WHAT TO DO.
Copy the whole listing below, replacing each occurrence of "rough mask" with "coarse mask" and changing nothing else.

SOURCE DATA.
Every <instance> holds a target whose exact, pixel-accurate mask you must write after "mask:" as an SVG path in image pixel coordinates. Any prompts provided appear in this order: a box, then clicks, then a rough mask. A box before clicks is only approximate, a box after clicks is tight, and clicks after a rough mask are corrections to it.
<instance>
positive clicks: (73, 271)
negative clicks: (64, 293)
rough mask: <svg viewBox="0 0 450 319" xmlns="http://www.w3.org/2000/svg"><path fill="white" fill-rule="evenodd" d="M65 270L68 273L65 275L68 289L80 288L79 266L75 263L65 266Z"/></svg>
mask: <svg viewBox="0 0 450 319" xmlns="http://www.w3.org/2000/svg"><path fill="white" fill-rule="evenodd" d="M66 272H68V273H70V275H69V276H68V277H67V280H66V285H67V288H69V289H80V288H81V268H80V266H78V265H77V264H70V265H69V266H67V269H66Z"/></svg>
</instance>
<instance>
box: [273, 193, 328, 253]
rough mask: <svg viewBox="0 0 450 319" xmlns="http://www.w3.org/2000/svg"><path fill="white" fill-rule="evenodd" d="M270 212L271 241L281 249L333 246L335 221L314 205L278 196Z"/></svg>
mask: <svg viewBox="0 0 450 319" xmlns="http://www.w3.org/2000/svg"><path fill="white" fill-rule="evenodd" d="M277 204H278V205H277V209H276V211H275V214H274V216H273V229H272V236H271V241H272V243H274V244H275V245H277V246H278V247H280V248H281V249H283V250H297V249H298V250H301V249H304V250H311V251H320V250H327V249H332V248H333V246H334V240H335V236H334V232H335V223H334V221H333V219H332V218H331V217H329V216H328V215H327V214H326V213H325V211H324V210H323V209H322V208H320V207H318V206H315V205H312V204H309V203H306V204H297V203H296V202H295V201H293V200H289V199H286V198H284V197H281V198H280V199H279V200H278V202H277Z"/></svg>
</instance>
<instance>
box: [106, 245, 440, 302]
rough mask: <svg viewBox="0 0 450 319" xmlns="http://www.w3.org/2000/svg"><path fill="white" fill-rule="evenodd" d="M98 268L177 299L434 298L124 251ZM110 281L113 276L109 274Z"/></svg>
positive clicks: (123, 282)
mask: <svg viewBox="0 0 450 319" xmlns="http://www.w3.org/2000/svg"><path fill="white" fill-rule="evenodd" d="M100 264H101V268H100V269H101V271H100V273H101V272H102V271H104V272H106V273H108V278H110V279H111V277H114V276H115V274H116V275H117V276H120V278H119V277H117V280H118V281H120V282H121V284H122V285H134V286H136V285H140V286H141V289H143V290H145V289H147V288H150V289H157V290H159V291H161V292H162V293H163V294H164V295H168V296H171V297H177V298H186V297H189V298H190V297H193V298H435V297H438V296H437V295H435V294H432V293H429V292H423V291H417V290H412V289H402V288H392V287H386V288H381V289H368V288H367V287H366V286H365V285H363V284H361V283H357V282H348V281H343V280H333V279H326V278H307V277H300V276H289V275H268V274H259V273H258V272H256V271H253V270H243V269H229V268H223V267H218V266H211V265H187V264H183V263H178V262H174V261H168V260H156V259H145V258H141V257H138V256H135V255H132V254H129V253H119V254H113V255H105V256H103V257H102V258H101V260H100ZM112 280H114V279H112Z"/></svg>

YOUR SOLUTION.
Every <instance> holds a target whose exact, pixel-accurate mask you must write after "mask:" as an SVG path in image pixel coordinates. Any prompts provided appear in this order: a box, then clicks, then a coarse mask. A box before clicks is only approximate, a box after clicks is tight, and clicks after a coarse mask are corrections to it.
<instance>
positive clicks: (73, 271)
negative clicks: (64, 293)
coarse mask: <svg viewBox="0 0 450 319" xmlns="http://www.w3.org/2000/svg"><path fill="white" fill-rule="evenodd" d="M65 270L68 273L65 275L68 289L80 288L79 266L75 263L65 266Z"/></svg>
mask: <svg viewBox="0 0 450 319" xmlns="http://www.w3.org/2000/svg"><path fill="white" fill-rule="evenodd" d="M66 272H68V273H70V275H69V276H68V277H67V280H66V285H67V288H69V289H80V288H81V268H80V266H78V265H77V264H70V265H69V266H67V269H66Z"/></svg>
</instance>
<instance>
box: [273, 193, 328, 253]
coarse mask: <svg viewBox="0 0 450 319" xmlns="http://www.w3.org/2000/svg"><path fill="white" fill-rule="evenodd" d="M270 212L271 241L281 249L333 246L335 221L314 205L278 196Z"/></svg>
mask: <svg viewBox="0 0 450 319" xmlns="http://www.w3.org/2000/svg"><path fill="white" fill-rule="evenodd" d="M277 204H278V205H277V209H276V211H275V214H274V216H273V229H272V236H271V241H272V243H274V244H275V245H277V246H278V247H280V248H281V249H283V250H297V249H298V250H301V249H304V250H311V251H320V250H327V249H332V248H333V246H334V240H335V236H334V232H335V223H334V221H333V219H332V218H331V217H329V216H328V215H327V214H326V213H325V211H324V210H323V209H322V208H320V207H318V206H315V205H312V204H309V203H306V204H297V203H296V202H295V201H293V200H289V199H286V198H284V197H281V198H280V199H279V200H278V202H277Z"/></svg>
</instance>
<instance>
box: [106, 245, 440, 302]
coarse mask: <svg viewBox="0 0 450 319" xmlns="http://www.w3.org/2000/svg"><path fill="white" fill-rule="evenodd" d="M98 268L177 299L434 298L124 251ZM110 281L113 276L109 274Z"/></svg>
positive clicks: (123, 282)
mask: <svg viewBox="0 0 450 319" xmlns="http://www.w3.org/2000/svg"><path fill="white" fill-rule="evenodd" d="M100 264H101V268H100V269H101V271H100V273H101V272H102V271H104V272H106V273H108V278H110V279H111V277H114V276H115V274H116V275H117V276H120V278H119V277H117V280H118V281H120V282H121V284H122V285H134V286H136V285H140V286H141V289H143V290H145V289H147V288H150V289H157V290H159V291H161V292H162V293H163V294H164V295H168V296H171V297H177V298H186V297H189V298H190V297H193V298H435V297H438V296H437V295H435V294H432V293H429V292H423V291H417V290H412V289H402V288H392V287H386V288H381V289H368V288H367V287H366V286H365V285H363V284H361V283H357V282H348V281H343V280H333V279H326V278H307V277H300V276H289V275H268V274H259V273H258V272H256V271H253V270H243V269H229V268H223V267H218V266H211V265H187V264H183V263H178V262H174V261H168V260H156V259H145V258H141V257H138V256H135V255H132V254H129V253H119V254H113V255H105V256H103V257H102V258H101V260H100ZM112 280H114V279H112Z"/></svg>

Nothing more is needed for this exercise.